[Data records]
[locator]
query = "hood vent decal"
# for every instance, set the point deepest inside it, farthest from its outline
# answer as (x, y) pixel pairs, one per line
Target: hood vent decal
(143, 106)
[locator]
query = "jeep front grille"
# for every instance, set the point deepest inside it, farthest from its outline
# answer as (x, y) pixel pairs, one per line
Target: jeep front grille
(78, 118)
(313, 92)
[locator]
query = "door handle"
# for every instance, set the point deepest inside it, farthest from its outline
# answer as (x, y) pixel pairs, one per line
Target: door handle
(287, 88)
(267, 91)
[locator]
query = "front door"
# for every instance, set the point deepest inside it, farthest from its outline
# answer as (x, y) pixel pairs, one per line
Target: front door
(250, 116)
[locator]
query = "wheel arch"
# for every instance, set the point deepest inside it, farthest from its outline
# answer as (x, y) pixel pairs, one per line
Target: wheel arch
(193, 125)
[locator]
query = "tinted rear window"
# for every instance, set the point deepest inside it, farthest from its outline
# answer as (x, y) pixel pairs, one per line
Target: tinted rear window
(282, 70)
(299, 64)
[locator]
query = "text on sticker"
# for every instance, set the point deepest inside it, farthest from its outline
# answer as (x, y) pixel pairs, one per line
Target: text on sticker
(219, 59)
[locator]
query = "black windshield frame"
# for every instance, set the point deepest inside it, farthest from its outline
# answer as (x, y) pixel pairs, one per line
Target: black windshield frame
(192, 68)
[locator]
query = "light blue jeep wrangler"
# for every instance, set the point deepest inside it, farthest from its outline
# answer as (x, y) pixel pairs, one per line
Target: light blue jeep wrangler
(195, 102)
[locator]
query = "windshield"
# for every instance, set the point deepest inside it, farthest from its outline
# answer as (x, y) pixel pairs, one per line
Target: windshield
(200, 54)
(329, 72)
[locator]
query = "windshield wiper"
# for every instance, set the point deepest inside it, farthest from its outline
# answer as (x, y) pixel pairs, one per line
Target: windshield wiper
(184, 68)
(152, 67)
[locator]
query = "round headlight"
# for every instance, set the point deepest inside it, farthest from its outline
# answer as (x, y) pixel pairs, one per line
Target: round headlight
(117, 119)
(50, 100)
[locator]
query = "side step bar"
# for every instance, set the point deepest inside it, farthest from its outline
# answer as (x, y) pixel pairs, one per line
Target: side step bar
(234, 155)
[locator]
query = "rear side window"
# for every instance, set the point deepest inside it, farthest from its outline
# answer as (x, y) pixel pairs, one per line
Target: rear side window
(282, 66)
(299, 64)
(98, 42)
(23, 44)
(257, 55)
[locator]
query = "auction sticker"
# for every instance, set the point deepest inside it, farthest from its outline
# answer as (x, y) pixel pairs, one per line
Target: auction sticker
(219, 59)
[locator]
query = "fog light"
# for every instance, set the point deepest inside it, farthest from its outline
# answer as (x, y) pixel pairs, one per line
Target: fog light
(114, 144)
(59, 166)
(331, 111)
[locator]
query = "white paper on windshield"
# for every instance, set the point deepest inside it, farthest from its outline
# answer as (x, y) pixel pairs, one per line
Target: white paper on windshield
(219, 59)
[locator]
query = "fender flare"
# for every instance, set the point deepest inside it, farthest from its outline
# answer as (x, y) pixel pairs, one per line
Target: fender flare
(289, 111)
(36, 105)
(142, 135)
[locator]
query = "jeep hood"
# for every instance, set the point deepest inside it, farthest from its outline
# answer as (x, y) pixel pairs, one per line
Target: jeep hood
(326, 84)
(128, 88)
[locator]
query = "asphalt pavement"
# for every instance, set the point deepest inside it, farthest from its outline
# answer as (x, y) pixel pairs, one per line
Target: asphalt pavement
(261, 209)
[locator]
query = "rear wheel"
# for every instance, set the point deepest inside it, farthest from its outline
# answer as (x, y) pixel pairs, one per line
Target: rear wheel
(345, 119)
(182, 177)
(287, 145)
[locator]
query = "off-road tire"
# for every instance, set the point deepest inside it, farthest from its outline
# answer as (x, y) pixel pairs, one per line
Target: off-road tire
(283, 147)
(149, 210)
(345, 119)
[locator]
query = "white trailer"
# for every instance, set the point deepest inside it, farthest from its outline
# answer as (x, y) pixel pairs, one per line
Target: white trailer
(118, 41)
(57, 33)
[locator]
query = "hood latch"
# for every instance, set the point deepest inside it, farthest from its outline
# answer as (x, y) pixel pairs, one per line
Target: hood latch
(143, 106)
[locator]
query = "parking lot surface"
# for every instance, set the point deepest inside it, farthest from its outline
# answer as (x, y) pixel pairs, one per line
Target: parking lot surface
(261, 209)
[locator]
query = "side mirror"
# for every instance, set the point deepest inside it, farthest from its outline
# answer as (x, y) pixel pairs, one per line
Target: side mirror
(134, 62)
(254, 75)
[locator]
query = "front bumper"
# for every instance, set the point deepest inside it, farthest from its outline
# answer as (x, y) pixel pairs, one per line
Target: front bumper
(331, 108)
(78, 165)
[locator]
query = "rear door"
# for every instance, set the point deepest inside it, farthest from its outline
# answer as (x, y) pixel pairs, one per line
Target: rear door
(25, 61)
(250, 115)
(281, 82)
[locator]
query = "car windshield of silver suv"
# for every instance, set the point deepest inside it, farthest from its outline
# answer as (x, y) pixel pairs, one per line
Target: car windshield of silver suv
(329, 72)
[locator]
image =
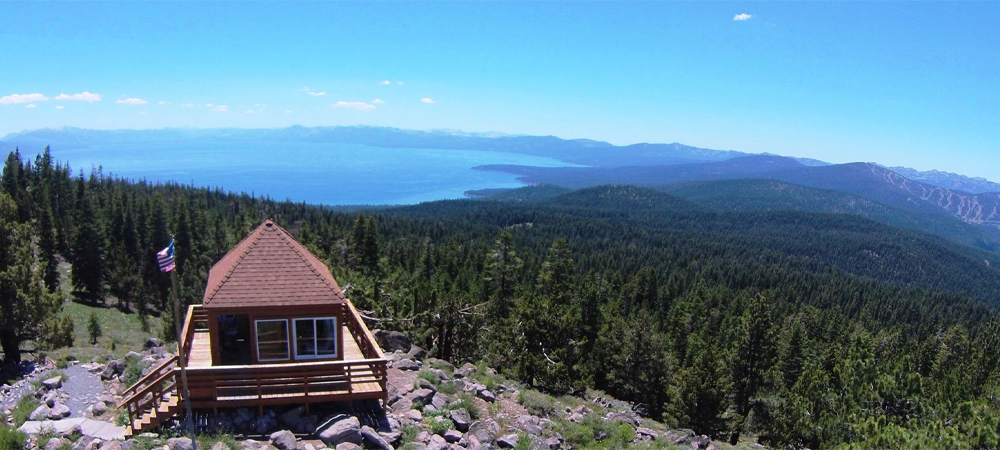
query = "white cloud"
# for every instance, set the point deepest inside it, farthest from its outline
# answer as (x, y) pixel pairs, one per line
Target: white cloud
(82, 97)
(16, 99)
(359, 106)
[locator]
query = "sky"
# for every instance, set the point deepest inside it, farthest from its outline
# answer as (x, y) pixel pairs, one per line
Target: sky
(900, 83)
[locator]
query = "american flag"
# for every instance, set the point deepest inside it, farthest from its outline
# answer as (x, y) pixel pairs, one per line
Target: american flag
(166, 258)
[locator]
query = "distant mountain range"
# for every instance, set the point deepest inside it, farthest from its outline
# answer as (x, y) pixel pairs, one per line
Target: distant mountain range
(578, 151)
(957, 207)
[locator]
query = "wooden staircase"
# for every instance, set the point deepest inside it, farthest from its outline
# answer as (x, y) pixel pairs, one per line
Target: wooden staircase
(154, 399)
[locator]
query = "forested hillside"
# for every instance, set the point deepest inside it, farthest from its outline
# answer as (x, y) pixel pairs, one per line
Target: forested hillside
(802, 329)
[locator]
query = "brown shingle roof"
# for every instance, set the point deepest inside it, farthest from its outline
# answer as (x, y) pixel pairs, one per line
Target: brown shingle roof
(269, 268)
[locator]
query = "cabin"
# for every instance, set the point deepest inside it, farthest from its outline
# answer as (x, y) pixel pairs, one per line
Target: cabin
(273, 328)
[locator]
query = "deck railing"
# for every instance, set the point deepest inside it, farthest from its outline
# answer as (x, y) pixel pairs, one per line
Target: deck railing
(146, 393)
(277, 383)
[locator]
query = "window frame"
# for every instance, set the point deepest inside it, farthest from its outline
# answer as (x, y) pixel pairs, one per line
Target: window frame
(315, 355)
(288, 338)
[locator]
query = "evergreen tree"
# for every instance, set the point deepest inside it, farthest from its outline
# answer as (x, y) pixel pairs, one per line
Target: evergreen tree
(25, 305)
(88, 251)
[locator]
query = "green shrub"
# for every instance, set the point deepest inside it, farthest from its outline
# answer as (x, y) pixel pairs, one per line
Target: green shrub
(465, 402)
(93, 327)
(409, 435)
(438, 423)
(584, 435)
(11, 439)
(537, 403)
(448, 388)
(25, 406)
(429, 376)
(133, 371)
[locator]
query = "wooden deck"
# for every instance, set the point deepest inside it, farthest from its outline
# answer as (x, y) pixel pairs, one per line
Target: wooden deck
(201, 349)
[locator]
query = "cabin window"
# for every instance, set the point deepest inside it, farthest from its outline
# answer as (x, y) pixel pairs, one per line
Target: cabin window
(315, 338)
(272, 340)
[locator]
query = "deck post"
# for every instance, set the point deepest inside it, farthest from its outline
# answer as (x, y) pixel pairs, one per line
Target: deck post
(182, 360)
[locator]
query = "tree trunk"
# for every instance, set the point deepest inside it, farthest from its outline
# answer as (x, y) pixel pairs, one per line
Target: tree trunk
(11, 346)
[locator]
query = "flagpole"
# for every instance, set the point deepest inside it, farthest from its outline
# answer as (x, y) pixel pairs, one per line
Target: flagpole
(181, 357)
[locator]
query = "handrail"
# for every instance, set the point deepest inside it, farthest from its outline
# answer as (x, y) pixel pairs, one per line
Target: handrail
(146, 390)
(355, 317)
(276, 366)
(152, 373)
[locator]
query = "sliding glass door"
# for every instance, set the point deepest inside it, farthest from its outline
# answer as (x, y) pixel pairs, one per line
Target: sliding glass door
(315, 338)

Assigned task: From the line containing "Target: handrail" through the last line of the records, output each line exactly and nothing more.

Your solution:
Target: handrail
(146, 390)
(355, 317)
(276, 366)
(152, 373)
[locator]
query = "sliding glass door"
# for every instance, set the point deepest inside it, farthest from its outline
# answer as (x, y) pixel pairs, one per line
Target: sliding glass door
(315, 338)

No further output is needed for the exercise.